**Page**.

The Upstream “About” Problem Probably Pertains to SCTs, not MCTs

Much of the reporting on the reason NSA is shutting down Section 702 authorized upstream “about” collection has assumed the problem pertains to multiple communication transactions, which is when emails get sent in batches, which can include targeted emails (meaning they include a selector tied to an approved foreign target) as well as untargeted, completely domestic ones. But we know that upstream collection also collects single communication transactions that constituted entirely domestic communications, which would happen if an email from one American to another included the selector (and remember, the selector can be things beyond email and phone numbers; it might include things like encryption keys or dark web forum addresses). Collection of a completely domestic SCT would happen for different technical reasons than an MCT: it would happen whenever an Internet communication between two Americans transited overseas and got caught in filters purportedly focused exclusively on international traffic. Here’s how John Bates described SCTs in his October 3, 2011 opinion on the upstream problems.

In addition to these MCTs, NSA likely acquires tends of thousands more wholly domestic communications every year, given that NSA’s upstream collection devices will acquire a wholly domestic “about” SCT if it is routed internationally.

And I think the problem at issue probably pertains to the SCTs, not to MCTs.

**Data lines**.
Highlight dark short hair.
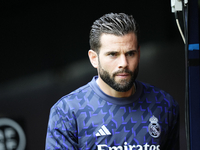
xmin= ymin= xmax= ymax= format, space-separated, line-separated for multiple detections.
xmin=89 ymin=13 xmax=139 ymax=53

**Given exercise 1**. According to the post about upstream collection, who wrote the October 3, 2011 opinion describing SCTs?
**Given exercise 2**. Echo word for word the stretch of the post about upstream collection from "In addition to" through "not to MCTs.".

**Task result 1**. John Bates

**Task result 2**.
In addition to these MCTs, NSA likely acquires tends of thousands more wholly domestic communications every year, given that NSA’s upstream collection devices will acquire a wholly domestic “about” SCT if it is routed internationally.

And I think the problem at issue probably pertains to the SCTs, not to MCTs.